TASK REQUIREMENTS:
1. Rewrite the OLake glossary from "Chunking / Parallel" to "processed in parallel.", swapping "segments" for "portions".
2. Extend the OLake glossary by writing what comes after its final line.

PASSAGE SHOWN:
Begin

Skip to main content

Olake related Terminologies

Data Lake

  • Definition: A central repository designed to store large amounts of raw or processed data in its native format, typically using files (Parquet, CSV, JSON, etc.).
  • Context in OLake: OLake outputs data into open formats (e.g., Parquet) on object stores (e.g., Amazon S3) that are frequently used as data lakes.

Lakehouse

  • Definition: A new architectural approach that combines the flexibility of data lakes (cheap, scalable storage for structured and unstructured data) with some features of data warehouses (transactions, schema enforcement, performance optimizations).
  • Context in OLake: OLake supports writing to Apache Iceberg, a table format that brings ACID transactions and schema evolution to a data lake, effectively creating a lakehouse environment.

Snapshot (Initial Snapshot)

  • Definition: A full, point-in-time export of data from the source system.
  • Context in OLake: OLake performs an initial snapshot of each table or collection before switching to incremental or CDC-based replication. This ensures the entire dataset is copied over once before capturing changes.

CDC (Change Data Capture)

  • Definition: A method of detecting and capturing changes (inserts, updates, deletes) in a source database and delivering these changes to downstream systems in near real-time.
  • Context in OLake: OLake utilizes CDC to continuously capture changes from systems like MongoDB (via change streams on the oplog). This ensures the destination (lake/lakehouse) remains up-to-date with minimal latency.

Oplog (MongoDB)

  • Definition: An internal rolling log of operations in MongoDB’s replica sets that records all modifications to the data.
  • Context in OLake: OLake monitors MongoDB’s oplog to implement CDC by reading new entries as they happen and translating them into inserts, updates, or deletes in the target system.

Chunking / Parallel Chunk-Based Loading

  • Definition: Splitting a large dataset (e.g., a collection or table) into multiple, more manageable segments (“chunks”) that can be processed in parallel.

End

Location labeling records:
Begin

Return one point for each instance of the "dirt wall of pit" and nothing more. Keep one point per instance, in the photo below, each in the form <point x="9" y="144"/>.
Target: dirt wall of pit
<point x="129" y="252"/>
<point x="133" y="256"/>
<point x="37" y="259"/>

End

ANSWERS FOR THIS EXERCISE:
1.
Chunking / Parallel Chunk-Based Loading

  • Definition: Splitting a large dataset (e.g., a collection or table) into multiple, more manageable portions (“chunks”) that can be processed in parallel.

2.
  • Context in OLake: OLake divides large collections into chunks and runs them concurrently to speed up full snapshot operations. This can drastically reduce the total load time for high-volume data.

Thread Count / Concurrency

  • Definition: The number of concurrent processes or threads used to ingest, transform, and write data. Higher concurrency often increases throughput but also adds load on the source system.
  • Context in OLake: The --thread_count (or a similar flag) controls how many chunks or streams can be processed in parallel.

Driver (Connector)

  • Definition: A plugin or module within OLake that handles reading from a specific source (MongoDB, Postgres, MySQL, etc.)
  • Context in OLake: Drivers encapsulate the logic for initial snapshots, query chunking, and CDC for each database or source technology. They talk natively to the source’s API or protocols.

Writer

  • Definition: A module within OLake that formats and writes data to a particular destination, such as local Parquet files, S3 Iceberg Parquet, Snowflake, or BigQuery.
  • Context in OLake: Writers eliminate the need for an intermediate data queue; data flows directly from the Driver to the Writer, reducing latency and complexity.

Parquet

  • Definition: A columnar storage file format commonly used in analytics systems for efficient data compression and encoding schemes.
  • Context in OLake: OLake uses Parquet to store data in a columnar format, making subsequent analytics (e.g., with Spark, Trino, or Snowflake external tables) more performant.

Apache Iceberg

  • Definition: An open table format for huge analytical datasets that supports ACID transactions, schema evolution, partitioning, and more.
  • Context in OLake: OLake’s “S3 Iceberg Parquet” Writer outputs data in Iceberg-compatible Parquet files, enabling a full Lakehouse architecture with transaction semantics.

Equality Deletes (Iceberg)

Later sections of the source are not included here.